--- start Recorded data ---
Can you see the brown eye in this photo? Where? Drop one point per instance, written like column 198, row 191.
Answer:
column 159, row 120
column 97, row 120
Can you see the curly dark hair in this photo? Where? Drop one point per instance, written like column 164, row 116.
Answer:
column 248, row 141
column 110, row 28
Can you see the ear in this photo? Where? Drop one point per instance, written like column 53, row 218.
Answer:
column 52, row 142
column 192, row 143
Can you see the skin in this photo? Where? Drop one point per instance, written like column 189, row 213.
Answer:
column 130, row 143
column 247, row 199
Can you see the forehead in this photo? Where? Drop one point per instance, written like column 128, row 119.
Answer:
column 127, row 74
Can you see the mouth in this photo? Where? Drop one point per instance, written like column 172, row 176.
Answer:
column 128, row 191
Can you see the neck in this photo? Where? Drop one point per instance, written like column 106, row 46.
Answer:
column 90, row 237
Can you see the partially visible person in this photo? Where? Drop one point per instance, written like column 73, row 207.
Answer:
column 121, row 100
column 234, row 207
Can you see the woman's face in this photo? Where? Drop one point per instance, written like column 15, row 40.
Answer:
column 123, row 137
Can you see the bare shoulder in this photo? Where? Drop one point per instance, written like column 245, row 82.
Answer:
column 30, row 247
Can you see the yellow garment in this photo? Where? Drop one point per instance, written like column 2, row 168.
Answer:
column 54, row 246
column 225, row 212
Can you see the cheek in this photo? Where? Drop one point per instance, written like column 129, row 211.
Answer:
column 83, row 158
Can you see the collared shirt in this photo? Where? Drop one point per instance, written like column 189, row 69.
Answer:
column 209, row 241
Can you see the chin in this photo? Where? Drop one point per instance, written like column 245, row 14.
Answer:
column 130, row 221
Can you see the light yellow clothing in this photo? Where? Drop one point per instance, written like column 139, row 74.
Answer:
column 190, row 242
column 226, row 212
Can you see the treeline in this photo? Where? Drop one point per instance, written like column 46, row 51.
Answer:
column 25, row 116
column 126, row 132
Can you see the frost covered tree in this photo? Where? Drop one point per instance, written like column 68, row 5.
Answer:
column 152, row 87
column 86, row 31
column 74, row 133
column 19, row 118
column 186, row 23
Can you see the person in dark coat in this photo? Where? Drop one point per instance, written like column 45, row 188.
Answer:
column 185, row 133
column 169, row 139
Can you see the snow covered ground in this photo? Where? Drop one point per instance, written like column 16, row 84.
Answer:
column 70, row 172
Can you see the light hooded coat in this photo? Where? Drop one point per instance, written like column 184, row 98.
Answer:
--- end Recorded data ---
--- start Recorded data ---
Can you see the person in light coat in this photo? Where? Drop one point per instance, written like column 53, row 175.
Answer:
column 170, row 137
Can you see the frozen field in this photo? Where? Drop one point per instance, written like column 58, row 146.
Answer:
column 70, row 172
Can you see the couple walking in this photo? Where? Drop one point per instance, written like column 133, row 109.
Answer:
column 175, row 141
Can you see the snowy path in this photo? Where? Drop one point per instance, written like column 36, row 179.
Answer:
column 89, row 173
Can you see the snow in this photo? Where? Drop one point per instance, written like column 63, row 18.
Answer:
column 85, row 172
--- end Recorded data ---
--- start Recorded data ---
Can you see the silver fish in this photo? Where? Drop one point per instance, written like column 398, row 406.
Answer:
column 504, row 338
--- end Recorded data ---
» **Work to be completed**:
Rewrite only the part of the material that opens with the line containing "Can you see the couple" and closes with the line containing "column 175, row 141", changing "couple walking" to "two people walking" and keeping everything else the same.

» **Solution**:
Can you see the two people walking in this photo? Where? Drop one point per instance, written like column 133, row 109.
Answer:
column 175, row 141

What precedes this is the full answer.